* BRIEF A
Set down the passage of the Flannery O'Connor interview from "1. Flannery O'Connor" through "misinterpreted/misrepresented. Why so?" word for word.
* BRIEF B
In the interview on Flannery O'Connor, the publication of which two books does Bosco say led readers to see how important her Catholic faith was to her art?
* BRIEF C
Continue the interview about Flannery O'Connor from the point where it stops.

* TEXT PROVIDED
<<<<
Interview with Mark Bosco SJ


Mark Bosco SJ is the fourteenth interview at The Fine Delight. This interview was conducted through e-mail. A bio note follows the interview. I'm pleased to share such informed responses--thanks for your time, Mark!

1. Flannery O'Connor has such wide appeal: short-story writers claim her as one of the best practitioners of the form; historians of American creative writing programs cite her as possibly the most successful graduate of the collegiate "system"; and teachers and professors share her best known stories annually. That said, her Catholic identity is often ignored--or at least misinterpreted/misrepresented. Why so?

You ask a good question. One of the reasons that O'Connor's Catholic identity is often ignored is because she is such a good writer. In a culture where faith and art have had so little to do with each other in the last century, critical readers respond to her vision with a sense of awe but without a way to pursue the significance of that awe. As one of my students recently told me: "to read O'Connor without understanding her Catholic faith is like eating the cherry on a banana split sundae but ignoring the ice cream underneath." To appreciate the depths of O'Connor's vision, one must have some access to her Catholic faith. What to do with the mystery---the surplus of meaning--one feels after reading her stories, that is the question. For O'Connor, that surplus is best expressed in the drama of Christian salvation. It was only after the publication of her essays (Mystery and Manners) and her letters (The Habit of Being) that readers began to see how important her Catholic faith was in crafting her art. So the reader--and the critic--has to choose to pursue how this faith manifests itself in her work. That extra step is not often taken, leading to misinterpretation and, indeed, wholesale misrepresentation.


2. Is there a particular O'Connor story or novella that you think especially examples this "surplus of meaning"?


Just about every story does this, but take "Greenleaf" for example. The story works on so many levels--an exposé of the changing social and economic paradigms around class played out between Mrs. May and the Greenleaf family; a psychological portrait of a dysfunctional family--Mrs. May and her two rather despicable sons; but also a confrontation with a mysterious bull that is the metaphorical center of the story's action. The violent piercing of Mrs. May by the bull in the last page of the story leaves the reader in a sort of awe, but unsure what to make of it--one senses the aura of a sacred encounter but is disturbed by how it has occurred. But O'Connor has invited the reader from the very beginning of the story to see the bull in its relation to Christ, literally wooing the complacent Mrs. May out of her materialist obsessions. Within the logic of faith (a theo-logic) that surplus finds direction--both a deeper resonance and a transcendent horizon of meaning. Without understanding the drama of salvation, the story merely mystifies. Or take "Temple of the Holy Ghost" where O'Connor suggests that a hermaphrodite at a freak show is the clearest comparison to Jesus' predicament--the dual sex of the hermaphrodite echoed in the dual nature of Christ, echoed in the composite nature of the Eucharist at benediction. If there is a tour-de-force moment of what I mean by surplus of meaning, then my vote goes to "Temple."


3. I love "Greenleaf," though my favorite O'Connor story is "Parker's Back." I find it appealing for similar reasons as you mention within "Temple of the Holy Ghost"--the focus on duality of body (in Parker's case, the revision of skin and identity through tattooing). "Parker's Back" is a story that always appeals to my students--regardless of religious background. What do you think it is about "Parker's Back" (and/or other O'Connor works) that appeal to audiences even without the knowledge of Catholic faith or tradition?
>>>>
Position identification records
<<<<
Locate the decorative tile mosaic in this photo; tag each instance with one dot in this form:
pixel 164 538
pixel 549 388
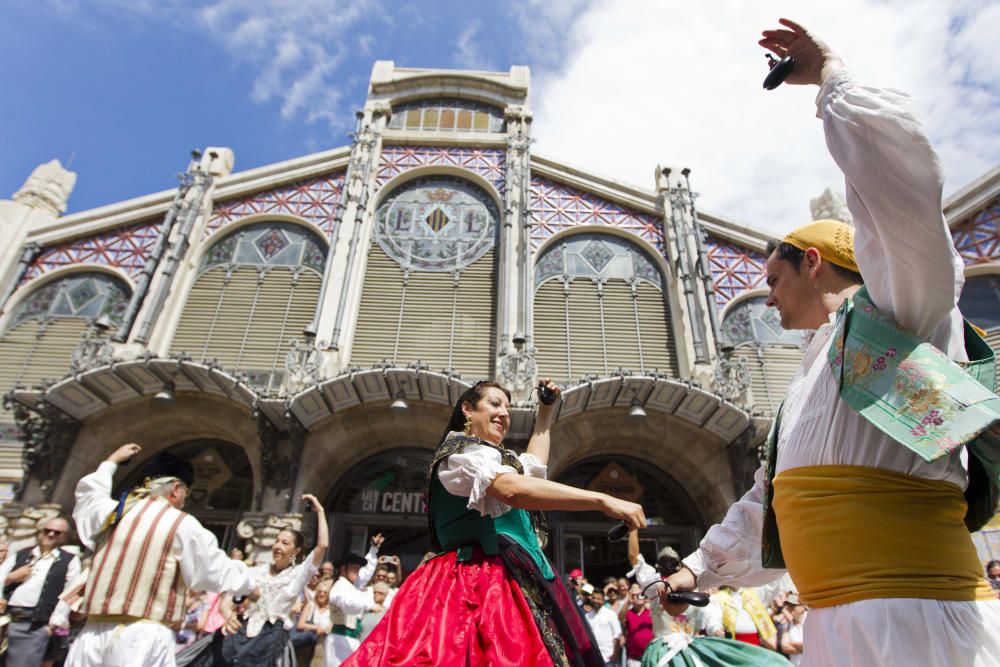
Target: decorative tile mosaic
pixel 734 269
pixel 978 240
pixel 490 163
pixel 555 207
pixel 125 248
pixel 315 199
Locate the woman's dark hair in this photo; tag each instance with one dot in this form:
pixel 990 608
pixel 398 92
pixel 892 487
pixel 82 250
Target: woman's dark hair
pixel 793 255
pixel 472 395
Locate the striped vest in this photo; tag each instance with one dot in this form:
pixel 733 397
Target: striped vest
pixel 135 573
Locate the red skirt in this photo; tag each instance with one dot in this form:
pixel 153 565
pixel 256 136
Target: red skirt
pixel 449 613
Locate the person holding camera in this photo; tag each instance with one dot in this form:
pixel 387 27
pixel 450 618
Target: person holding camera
pixel 148 552
pixel 490 595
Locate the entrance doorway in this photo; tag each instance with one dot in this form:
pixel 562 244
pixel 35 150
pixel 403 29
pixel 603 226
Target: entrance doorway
pixel 580 539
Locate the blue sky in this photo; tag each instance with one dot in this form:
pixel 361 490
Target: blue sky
pixel 125 88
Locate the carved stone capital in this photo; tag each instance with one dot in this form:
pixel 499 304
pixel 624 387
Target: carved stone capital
pixel 48 188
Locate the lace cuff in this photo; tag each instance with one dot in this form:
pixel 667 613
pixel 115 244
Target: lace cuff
pixel 470 473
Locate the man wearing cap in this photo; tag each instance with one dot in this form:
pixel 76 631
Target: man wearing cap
pixel 347 605
pixel 865 495
pixel 32 580
pixel 148 553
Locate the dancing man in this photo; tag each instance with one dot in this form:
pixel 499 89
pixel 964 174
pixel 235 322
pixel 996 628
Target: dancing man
pixel 148 553
pixel 861 493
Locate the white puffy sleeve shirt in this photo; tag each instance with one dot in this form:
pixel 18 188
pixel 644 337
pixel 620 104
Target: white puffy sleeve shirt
pixel 470 472
pixel 204 566
pixel 905 253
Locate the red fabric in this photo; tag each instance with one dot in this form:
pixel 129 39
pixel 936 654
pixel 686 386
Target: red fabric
pixel 449 613
pixel 638 632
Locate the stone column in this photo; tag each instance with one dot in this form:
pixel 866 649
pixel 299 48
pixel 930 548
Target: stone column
pixel 38 203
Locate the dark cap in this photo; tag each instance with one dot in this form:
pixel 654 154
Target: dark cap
pixel 166 464
pixel 350 559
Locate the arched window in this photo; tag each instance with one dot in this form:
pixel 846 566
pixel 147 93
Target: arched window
pixel 600 307
pixel 752 320
pixel 255 292
pixel 770 353
pixel 429 293
pixel 980 304
pixel 446 115
pixel 46 325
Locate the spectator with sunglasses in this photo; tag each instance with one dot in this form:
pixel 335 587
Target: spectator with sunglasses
pixel 33 578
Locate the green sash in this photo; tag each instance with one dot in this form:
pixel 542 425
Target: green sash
pixel 916 395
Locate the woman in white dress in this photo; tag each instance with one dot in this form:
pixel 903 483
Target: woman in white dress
pixel 261 640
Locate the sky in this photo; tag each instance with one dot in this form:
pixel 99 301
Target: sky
pixel 121 90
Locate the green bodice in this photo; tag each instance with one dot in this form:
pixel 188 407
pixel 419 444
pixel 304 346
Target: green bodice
pixel 458 528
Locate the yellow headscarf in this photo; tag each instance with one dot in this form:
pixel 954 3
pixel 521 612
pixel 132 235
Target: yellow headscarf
pixel 833 239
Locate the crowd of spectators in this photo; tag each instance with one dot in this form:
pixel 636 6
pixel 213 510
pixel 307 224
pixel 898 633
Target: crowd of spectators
pixel 205 613
pixel 620 616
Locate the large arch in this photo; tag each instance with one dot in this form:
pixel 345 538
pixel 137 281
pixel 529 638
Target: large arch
pixel 190 417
>>>>
* TASK ANSWER A
1. Flannery O'Connor has such wide appeal: short-story writers claim her as one of the best practitioners of the form; historians of American creative writing programs cite her as possibly the most successful graduate of the collegiate "system"; and teachers and professors share her best known stories annually. That said, her Catholic identity is often ignored--or at least misinterpreted/misrepresented. Why so?

* TASK ANSWER B
Her essays, Mystery and Manners, and her letters, The Habit of Being.

* TASK ANSWER C
"Parker's Back" is one of my favorites, too, and timely for a generation of students who see tattoos in terms of identity and self-expression. I think one reason that this story, among others, appeals to such a variety of readers is the way the story is structured to reverse our expectations. O'Connor always begins her stories in the almost clichéd stereotypes of the South. She meets our first expectation in offering us a satirical look at the foibles and fumblings of human characters, perhaps intensified through the grotesque, but nonetheless real to us. But instead of a simple indictment of their Southern manners, she moves to the realm of mystery by the story's end. One not steeped in Catholicism might find this mystery ambiguous and destabilizing, but is still caught up in the reversal of fortune, the unexpected that irrupts out of the expected forms of plot and character. I think knowing and living inside a faith tradition only deepens the religious element in this reversal, directing it toward a great horizon of meaning.


4. Speaking of O'Connor--could you talk about the upcoming conference at Loyola: "Revelation and Convergence: Flannery O'Connor Among the Philosophers and Theologians," scheduled for October 2011?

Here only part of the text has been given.